Please retype all of the data below, word for word.

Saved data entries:

========================================================================

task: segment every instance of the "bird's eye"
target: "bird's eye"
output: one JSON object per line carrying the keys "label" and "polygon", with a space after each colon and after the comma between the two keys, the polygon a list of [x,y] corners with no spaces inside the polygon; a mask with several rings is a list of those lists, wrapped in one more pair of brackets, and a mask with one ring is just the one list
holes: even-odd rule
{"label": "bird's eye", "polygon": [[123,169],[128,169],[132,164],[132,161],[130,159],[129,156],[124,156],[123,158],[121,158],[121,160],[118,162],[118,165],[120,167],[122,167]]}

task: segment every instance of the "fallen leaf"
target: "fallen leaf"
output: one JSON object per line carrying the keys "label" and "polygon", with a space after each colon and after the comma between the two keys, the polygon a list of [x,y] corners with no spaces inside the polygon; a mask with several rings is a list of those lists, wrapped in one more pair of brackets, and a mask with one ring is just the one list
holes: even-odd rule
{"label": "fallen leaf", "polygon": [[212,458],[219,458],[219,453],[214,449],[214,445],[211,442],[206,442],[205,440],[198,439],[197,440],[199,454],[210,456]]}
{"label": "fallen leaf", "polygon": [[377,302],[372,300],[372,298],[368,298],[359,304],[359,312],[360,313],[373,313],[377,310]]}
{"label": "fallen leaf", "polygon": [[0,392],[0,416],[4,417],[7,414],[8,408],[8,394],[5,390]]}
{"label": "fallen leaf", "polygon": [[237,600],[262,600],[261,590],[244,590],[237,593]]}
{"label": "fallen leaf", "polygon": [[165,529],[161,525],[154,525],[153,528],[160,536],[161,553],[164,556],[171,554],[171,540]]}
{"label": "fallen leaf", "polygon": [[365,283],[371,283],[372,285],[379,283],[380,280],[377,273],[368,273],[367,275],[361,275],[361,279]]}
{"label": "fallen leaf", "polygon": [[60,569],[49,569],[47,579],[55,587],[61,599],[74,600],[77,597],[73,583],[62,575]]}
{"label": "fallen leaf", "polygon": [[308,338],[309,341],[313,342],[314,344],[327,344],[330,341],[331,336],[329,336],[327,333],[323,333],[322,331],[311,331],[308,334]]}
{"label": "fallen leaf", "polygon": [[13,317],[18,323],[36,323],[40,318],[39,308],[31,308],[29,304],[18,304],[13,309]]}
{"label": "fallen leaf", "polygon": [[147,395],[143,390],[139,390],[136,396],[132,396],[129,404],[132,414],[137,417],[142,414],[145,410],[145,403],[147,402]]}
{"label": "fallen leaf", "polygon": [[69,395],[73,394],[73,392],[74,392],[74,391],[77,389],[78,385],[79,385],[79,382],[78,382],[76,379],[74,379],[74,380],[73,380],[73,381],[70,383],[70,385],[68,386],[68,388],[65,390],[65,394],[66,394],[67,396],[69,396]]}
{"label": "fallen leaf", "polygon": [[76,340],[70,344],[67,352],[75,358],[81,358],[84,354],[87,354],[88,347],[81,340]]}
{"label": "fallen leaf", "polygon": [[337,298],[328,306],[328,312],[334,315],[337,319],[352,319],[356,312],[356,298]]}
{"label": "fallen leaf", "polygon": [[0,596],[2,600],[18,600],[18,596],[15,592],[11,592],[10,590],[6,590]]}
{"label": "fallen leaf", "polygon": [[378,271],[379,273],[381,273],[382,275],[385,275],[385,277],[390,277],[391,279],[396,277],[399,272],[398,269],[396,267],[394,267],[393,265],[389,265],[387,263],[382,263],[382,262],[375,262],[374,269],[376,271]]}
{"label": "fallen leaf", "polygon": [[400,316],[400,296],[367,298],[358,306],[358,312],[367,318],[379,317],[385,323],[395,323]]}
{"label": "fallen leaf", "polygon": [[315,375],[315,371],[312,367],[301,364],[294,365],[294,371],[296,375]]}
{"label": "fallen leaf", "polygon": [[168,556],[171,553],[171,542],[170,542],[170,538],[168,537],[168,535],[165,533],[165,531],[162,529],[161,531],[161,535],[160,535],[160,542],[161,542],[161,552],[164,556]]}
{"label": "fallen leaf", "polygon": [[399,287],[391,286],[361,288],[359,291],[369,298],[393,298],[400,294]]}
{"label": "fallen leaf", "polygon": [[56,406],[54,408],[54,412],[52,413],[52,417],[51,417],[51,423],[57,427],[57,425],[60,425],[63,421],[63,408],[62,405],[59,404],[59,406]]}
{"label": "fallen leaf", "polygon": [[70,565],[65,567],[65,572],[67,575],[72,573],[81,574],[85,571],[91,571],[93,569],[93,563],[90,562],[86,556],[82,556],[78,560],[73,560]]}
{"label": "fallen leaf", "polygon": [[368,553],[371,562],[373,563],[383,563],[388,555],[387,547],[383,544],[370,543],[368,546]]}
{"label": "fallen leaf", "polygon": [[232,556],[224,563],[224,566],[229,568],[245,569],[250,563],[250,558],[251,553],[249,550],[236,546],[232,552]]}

========================================================================

## Expected answer
task: segment every instance of the "bird's eye"
target: "bird's eye"
output: one JSON object per line carrying the keys "label" and "polygon", with a space after each colon and after the comma between the two keys, the polygon a list of [x,y] corners with no spaces inside the polygon; a mask with several rings is a list of those lists, wrapped in one more pair of brackets, and a mask with one ring is just the one list
holes: even-odd rule
{"label": "bird's eye", "polygon": [[123,169],[128,169],[132,164],[132,161],[130,159],[129,156],[124,156],[123,158],[121,158],[121,160],[118,162],[118,165],[120,167],[122,167]]}

task: segment every instance of the "fallen leaf"
target: "fallen leaf"
output: one JSON object per line carrying the keys "label" and "polygon", with a space after each colon and after the comma between the two keys, the polygon a list of [x,y] corners with no spaces inside the polygon; a mask with several rings is a list of those lists, wrapped in one more pair of brackets, and a mask with one ring is just the one list
holes: even-odd rule
{"label": "fallen leaf", "polygon": [[212,458],[219,458],[219,453],[214,449],[214,445],[211,442],[206,442],[205,440],[198,439],[197,440],[199,454],[210,456]]}
{"label": "fallen leaf", "polygon": [[377,302],[372,300],[372,298],[368,298],[359,304],[359,312],[360,313],[373,313],[377,310]]}
{"label": "fallen leaf", "polygon": [[0,392],[0,416],[4,417],[7,414],[8,408],[8,394],[5,390]]}
{"label": "fallen leaf", "polygon": [[237,600],[262,600],[261,590],[244,590],[237,593]]}
{"label": "fallen leaf", "polygon": [[165,529],[161,525],[154,525],[153,528],[160,536],[161,553],[164,556],[171,554],[171,540]]}
{"label": "fallen leaf", "polygon": [[365,283],[371,283],[372,285],[379,283],[380,280],[377,273],[368,273],[367,275],[361,275],[361,279]]}
{"label": "fallen leaf", "polygon": [[60,569],[49,569],[47,579],[55,587],[61,599],[74,600],[77,597],[73,583],[62,575]]}
{"label": "fallen leaf", "polygon": [[308,338],[309,341],[313,342],[314,344],[327,344],[330,341],[331,336],[329,336],[327,333],[323,333],[322,331],[311,331],[308,334]]}
{"label": "fallen leaf", "polygon": [[13,317],[18,323],[36,323],[40,318],[39,308],[31,308],[29,304],[18,304],[13,309]]}
{"label": "fallen leaf", "polygon": [[147,395],[143,390],[139,390],[136,396],[132,396],[129,404],[132,414],[137,417],[142,414],[145,410],[145,403],[147,402]]}
{"label": "fallen leaf", "polygon": [[69,395],[73,394],[73,392],[74,392],[74,391],[77,389],[78,385],[79,385],[79,382],[78,382],[76,379],[74,379],[74,380],[73,380],[73,381],[70,383],[70,385],[68,386],[68,388],[65,390],[65,394],[66,394],[67,396],[69,396]]}
{"label": "fallen leaf", "polygon": [[76,340],[70,344],[67,352],[75,358],[81,358],[84,354],[87,354],[88,347],[81,340]]}
{"label": "fallen leaf", "polygon": [[337,298],[328,306],[328,312],[334,315],[337,319],[352,319],[356,312],[356,298]]}
{"label": "fallen leaf", "polygon": [[0,596],[2,600],[18,600],[18,596],[15,592],[11,592],[10,590],[6,590]]}
{"label": "fallen leaf", "polygon": [[378,271],[379,273],[381,273],[382,275],[385,275],[385,277],[390,277],[391,279],[396,277],[399,272],[398,269],[396,267],[394,267],[393,265],[389,265],[387,263],[382,263],[382,262],[375,262],[374,269],[376,271]]}
{"label": "fallen leaf", "polygon": [[400,316],[400,296],[367,298],[358,306],[358,312],[367,318],[379,317],[385,323],[395,323]]}
{"label": "fallen leaf", "polygon": [[315,375],[315,371],[312,367],[301,364],[294,365],[294,371],[296,375]]}
{"label": "fallen leaf", "polygon": [[168,556],[171,553],[171,542],[170,542],[170,538],[168,537],[168,535],[165,533],[165,531],[162,529],[161,531],[161,535],[160,535],[160,542],[161,542],[161,552],[164,556]]}
{"label": "fallen leaf", "polygon": [[399,287],[391,286],[361,288],[359,291],[369,298],[393,298],[400,294]]}
{"label": "fallen leaf", "polygon": [[56,406],[54,408],[54,412],[52,413],[52,417],[51,417],[51,423],[57,427],[57,425],[60,425],[63,421],[63,408],[62,405],[59,404],[59,406]]}
{"label": "fallen leaf", "polygon": [[70,565],[65,567],[65,572],[67,575],[72,573],[81,574],[85,571],[91,571],[93,569],[93,563],[90,562],[86,556],[82,556],[78,560],[73,560]]}
{"label": "fallen leaf", "polygon": [[368,553],[371,562],[373,563],[383,563],[388,555],[387,547],[383,544],[370,543],[368,546]]}
{"label": "fallen leaf", "polygon": [[232,556],[224,563],[224,566],[229,568],[245,569],[250,563],[250,558],[251,553],[249,550],[236,546],[232,552]]}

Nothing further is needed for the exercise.